→ **Exercise task**
Find every line in the listing below that contains the word "boxes", matching case, and copy each of those lines out.

→ **Input**
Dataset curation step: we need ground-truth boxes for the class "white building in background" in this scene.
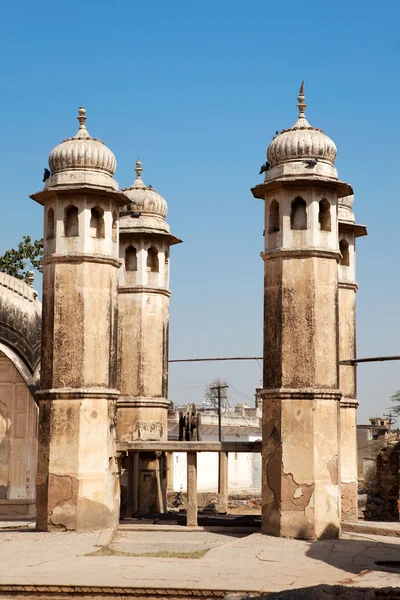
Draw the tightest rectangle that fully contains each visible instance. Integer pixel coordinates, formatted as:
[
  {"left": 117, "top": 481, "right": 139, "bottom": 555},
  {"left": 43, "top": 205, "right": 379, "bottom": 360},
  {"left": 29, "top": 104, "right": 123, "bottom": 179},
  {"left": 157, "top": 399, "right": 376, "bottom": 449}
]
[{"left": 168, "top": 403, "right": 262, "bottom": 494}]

==

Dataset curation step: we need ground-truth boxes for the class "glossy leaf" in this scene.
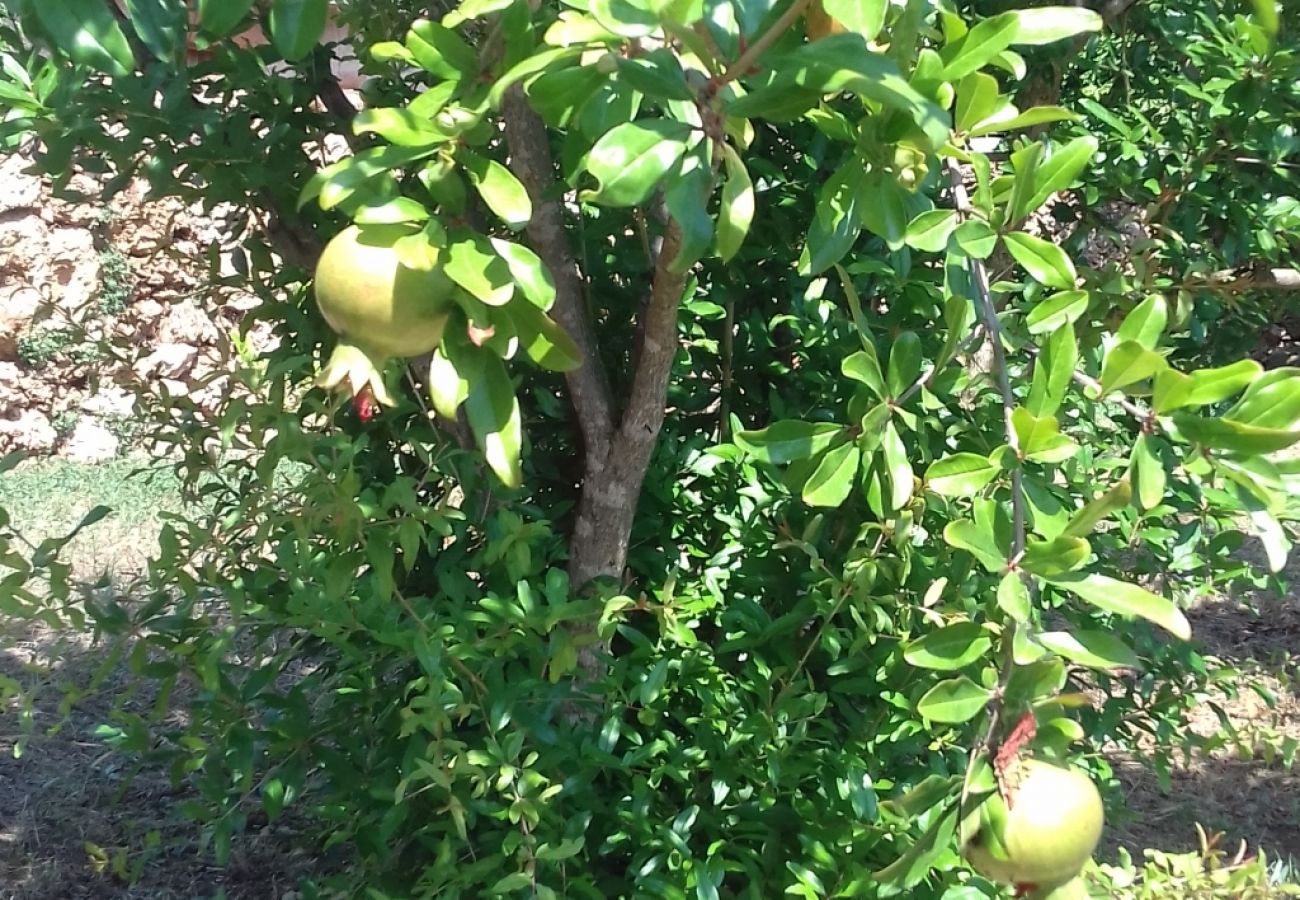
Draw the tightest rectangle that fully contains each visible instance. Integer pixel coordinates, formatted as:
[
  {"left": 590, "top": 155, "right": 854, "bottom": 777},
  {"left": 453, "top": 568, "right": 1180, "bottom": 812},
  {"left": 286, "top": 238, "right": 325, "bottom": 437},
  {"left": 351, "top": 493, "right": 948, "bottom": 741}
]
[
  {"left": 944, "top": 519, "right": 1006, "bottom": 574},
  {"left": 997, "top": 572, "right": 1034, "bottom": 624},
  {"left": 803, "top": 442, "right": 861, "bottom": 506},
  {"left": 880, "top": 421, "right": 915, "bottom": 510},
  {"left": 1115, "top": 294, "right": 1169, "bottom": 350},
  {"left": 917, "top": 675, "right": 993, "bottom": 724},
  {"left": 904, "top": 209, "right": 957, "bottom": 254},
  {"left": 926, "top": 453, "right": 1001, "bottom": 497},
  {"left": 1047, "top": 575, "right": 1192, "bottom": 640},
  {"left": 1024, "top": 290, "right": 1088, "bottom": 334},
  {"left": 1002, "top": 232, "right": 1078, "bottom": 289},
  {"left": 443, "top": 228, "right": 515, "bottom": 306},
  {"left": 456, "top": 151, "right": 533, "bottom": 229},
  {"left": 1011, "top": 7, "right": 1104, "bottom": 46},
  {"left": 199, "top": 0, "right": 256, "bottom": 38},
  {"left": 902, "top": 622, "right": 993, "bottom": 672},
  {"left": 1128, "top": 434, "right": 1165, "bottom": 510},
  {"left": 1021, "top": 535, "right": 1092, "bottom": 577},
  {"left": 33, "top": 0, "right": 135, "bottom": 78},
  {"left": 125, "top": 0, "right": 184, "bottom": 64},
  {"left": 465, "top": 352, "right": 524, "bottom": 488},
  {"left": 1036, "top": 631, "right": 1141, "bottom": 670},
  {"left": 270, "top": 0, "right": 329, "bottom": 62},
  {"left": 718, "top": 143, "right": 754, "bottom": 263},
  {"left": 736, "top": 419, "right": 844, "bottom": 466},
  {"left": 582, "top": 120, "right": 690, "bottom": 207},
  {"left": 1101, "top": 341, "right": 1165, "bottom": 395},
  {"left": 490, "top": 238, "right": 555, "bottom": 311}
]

--

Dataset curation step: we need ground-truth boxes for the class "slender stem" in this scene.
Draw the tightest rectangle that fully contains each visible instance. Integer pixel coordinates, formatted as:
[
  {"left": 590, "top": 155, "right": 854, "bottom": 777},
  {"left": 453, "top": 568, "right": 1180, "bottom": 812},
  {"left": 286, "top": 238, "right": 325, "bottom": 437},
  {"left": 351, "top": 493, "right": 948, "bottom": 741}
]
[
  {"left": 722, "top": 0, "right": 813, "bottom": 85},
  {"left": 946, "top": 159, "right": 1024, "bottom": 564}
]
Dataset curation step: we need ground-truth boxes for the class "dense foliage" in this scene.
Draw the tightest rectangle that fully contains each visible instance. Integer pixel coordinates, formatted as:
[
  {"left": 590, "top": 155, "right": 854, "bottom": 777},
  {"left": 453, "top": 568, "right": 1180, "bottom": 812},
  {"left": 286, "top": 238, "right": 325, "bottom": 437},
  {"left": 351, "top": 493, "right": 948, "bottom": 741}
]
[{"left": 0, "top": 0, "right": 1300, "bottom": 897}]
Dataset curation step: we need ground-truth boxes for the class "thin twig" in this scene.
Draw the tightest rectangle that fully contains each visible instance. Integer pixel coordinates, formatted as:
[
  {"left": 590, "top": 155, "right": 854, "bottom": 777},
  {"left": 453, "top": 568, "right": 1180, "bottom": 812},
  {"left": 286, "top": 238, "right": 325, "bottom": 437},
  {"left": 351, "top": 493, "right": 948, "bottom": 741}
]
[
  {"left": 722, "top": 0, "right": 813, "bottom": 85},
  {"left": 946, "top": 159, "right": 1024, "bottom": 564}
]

→ **Exercise result**
Dataset curation step: we need ground-truth boxes for the class "white building in background" in this scene.
Dataset curation step: we need ground-truth boxes for the class "glossy leaf" in this scene.
Dataset curation step: we need ground-truth boxes for the class "slender stem" in this scene.
Dataset curation step: we need ground-truth boxes for the class "dense foliage" in this scene.
Dataset curation step: we need ground-truth boxes for the class "thin twig" in this scene.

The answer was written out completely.